Exactly and only the lines from the one with "Would you be able to indicate the gothic" through the end of the listing are to be transcribed, both ends included.

==== Excerpted data

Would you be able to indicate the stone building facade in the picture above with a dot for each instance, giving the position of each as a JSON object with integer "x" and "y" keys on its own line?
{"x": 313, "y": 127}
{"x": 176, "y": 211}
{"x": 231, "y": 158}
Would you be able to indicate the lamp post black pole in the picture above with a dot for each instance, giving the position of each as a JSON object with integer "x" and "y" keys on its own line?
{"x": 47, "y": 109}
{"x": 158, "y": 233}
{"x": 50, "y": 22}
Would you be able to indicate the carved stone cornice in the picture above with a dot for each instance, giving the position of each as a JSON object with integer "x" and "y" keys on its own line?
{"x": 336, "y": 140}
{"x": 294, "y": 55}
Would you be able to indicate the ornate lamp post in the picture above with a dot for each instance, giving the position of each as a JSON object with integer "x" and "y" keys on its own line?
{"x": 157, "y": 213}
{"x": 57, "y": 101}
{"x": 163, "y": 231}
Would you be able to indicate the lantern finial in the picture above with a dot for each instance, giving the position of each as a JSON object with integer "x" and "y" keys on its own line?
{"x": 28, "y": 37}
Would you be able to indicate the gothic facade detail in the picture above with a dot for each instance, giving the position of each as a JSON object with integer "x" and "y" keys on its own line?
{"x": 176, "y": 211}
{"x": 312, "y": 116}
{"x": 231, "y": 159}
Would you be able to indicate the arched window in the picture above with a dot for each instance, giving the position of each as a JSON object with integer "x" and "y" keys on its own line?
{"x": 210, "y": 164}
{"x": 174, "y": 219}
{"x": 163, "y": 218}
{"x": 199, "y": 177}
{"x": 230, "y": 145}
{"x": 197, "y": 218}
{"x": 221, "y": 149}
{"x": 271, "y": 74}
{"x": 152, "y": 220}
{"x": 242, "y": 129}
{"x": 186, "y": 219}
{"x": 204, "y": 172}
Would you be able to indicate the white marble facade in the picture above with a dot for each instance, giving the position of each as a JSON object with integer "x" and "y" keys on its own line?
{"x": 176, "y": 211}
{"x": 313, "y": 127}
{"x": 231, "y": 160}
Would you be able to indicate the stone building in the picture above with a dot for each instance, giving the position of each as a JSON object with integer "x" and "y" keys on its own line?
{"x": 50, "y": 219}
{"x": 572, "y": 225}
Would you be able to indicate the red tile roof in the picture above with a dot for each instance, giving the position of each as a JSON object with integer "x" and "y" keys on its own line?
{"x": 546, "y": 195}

========

- **Problem solution**:
Would you be able to indicate the gothic facade detail in the picture above with a dot for each instance, giving the position of each as a JSON object with integer "x" and "y" keys on its own line?
{"x": 176, "y": 211}
{"x": 312, "y": 116}
{"x": 231, "y": 159}
Would you be able to indicate the arched window in the picture above with a dot for each instance, giving the position of each as a JSON object with integer "x" and "y" keys on its own line?
{"x": 210, "y": 164}
{"x": 174, "y": 219}
{"x": 163, "y": 218}
{"x": 199, "y": 177}
{"x": 230, "y": 145}
{"x": 197, "y": 218}
{"x": 221, "y": 149}
{"x": 271, "y": 74}
{"x": 152, "y": 220}
{"x": 242, "y": 129}
{"x": 186, "y": 219}
{"x": 204, "y": 172}
Would you be able to indicate the white marble facade in the picture above with a dot for each instance, giving the position of each as a JSON object with integer "x" and "y" keys on its own line?
{"x": 176, "y": 211}
{"x": 313, "y": 127}
{"x": 231, "y": 160}
Would you be able to indicate the stone building in the picture above with a dot for each instance, giving the position of each as a JSON object with integer "x" and "y" keys on its own line?
{"x": 50, "y": 219}
{"x": 572, "y": 225}
Would you be able to indicate the red tile roof in the picture above with a dot for each instance, giving the position of each as a JSON object with integer "x" and "y" keys on its own line?
{"x": 546, "y": 195}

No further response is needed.